#### Information given

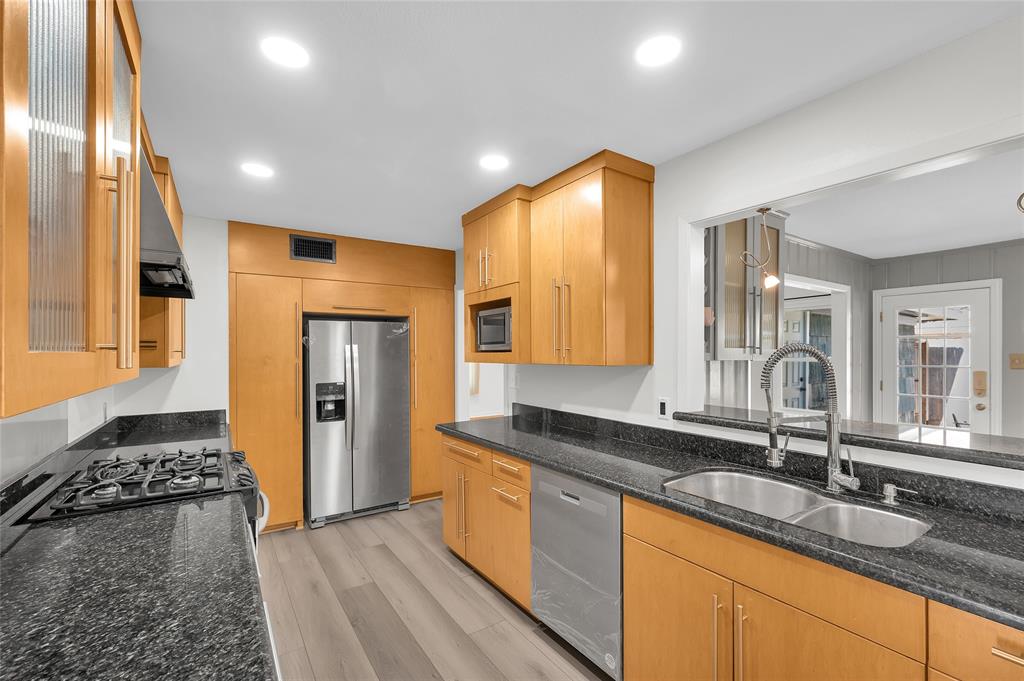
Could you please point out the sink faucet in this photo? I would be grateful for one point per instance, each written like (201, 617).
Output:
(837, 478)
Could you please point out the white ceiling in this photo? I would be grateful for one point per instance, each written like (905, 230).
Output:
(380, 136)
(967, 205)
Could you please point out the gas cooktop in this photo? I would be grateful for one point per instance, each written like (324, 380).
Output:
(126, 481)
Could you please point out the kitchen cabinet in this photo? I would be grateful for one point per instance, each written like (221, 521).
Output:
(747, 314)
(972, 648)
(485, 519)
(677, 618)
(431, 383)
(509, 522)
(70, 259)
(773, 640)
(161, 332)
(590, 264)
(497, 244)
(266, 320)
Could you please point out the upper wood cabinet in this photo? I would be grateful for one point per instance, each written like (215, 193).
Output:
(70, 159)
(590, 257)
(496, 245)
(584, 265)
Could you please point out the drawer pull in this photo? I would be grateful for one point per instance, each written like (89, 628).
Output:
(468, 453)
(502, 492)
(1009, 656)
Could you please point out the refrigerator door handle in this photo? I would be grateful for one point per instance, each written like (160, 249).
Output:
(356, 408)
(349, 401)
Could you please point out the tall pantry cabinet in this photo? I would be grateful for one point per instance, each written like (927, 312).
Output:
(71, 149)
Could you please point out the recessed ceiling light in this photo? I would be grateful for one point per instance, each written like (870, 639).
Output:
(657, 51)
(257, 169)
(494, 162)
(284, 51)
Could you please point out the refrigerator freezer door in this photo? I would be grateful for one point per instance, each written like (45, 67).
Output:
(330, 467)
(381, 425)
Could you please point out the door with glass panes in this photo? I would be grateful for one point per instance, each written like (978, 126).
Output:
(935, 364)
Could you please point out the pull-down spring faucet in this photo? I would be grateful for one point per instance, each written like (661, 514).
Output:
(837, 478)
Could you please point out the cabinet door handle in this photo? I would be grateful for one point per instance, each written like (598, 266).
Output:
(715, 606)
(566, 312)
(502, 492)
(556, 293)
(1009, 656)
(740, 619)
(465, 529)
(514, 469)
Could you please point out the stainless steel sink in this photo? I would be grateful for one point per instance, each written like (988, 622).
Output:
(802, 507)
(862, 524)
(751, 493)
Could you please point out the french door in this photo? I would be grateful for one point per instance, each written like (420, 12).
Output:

########

[The exercise] Copy all the data exactly as written, but skip any picture.

[Exercise output]
Could you please point out the sink faucet in this photo? I would be grateful for one point per instance, each written like (201, 617).
Output:
(837, 478)
Could you please point out the white ceiling in this photo? I would be grateful for one point per instance, each written like (905, 230).
Output:
(380, 136)
(967, 205)
Could you please point out the gas cooktop in this photo? I would be grateful for one point per instance, each written like (324, 380).
Output:
(126, 481)
Could you please point out the kitchen cabinet in this photo? I would be grateful for one point per instance, each written like (221, 521).
Output:
(747, 314)
(972, 648)
(485, 519)
(677, 618)
(431, 383)
(509, 522)
(70, 259)
(773, 640)
(161, 332)
(590, 264)
(497, 244)
(266, 320)
Could you please point out the upper wood cabinet in this photo? I would be grateful for one point per instance, each written like (215, 193).
Output:
(70, 159)
(590, 257)
(496, 245)
(584, 265)
Could you please point out the drawer pull in this photo? I would be grateful for one point per instance, each written like (89, 628).
Output:
(468, 453)
(502, 492)
(1009, 656)
Could you please point out the refrigerator door handle in this photo? I would be grateful for one point per instance, each written like (160, 249).
Output:
(356, 408)
(349, 401)
Could you please point out the tall pantry cabinet in this photo? I would be grateful for one point per instance, each written like (927, 312).
Output:
(71, 149)
Could you please point out the recessed ceiling light in this photo? I would be grateful for one point per instance, each written like (870, 639).
Output:
(657, 51)
(257, 169)
(494, 162)
(284, 51)
Could you please point out the refrigerator freezer door in this photo? I would be grateful for one point per instance, each written like (45, 67).
Output:
(330, 467)
(381, 425)
Could you please point out the door with glass panes in this photo? I would be grateful for one point per instance, each written like (978, 126).
Output:
(935, 364)
Could you please point out the pull-down spring faucet in this photo? I would be grateful for one point per instance, each written like (661, 514).
Output:
(837, 478)
Could you please point out the cabinet door handle in this photo? I would be grateful for one point per instance, each written like (598, 266).
Output:
(715, 606)
(566, 312)
(502, 492)
(556, 293)
(1009, 656)
(740, 619)
(465, 529)
(514, 469)
Could you please point out the stainless steel sink in this photo? I would be grateful for one point per instance, each written like (988, 622).
Output:
(802, 507)
(862, 524)
(751, 493)
Could you please point out the french door in this photo? I would be grateful for one point per instance, each written like (420, 12).
Output:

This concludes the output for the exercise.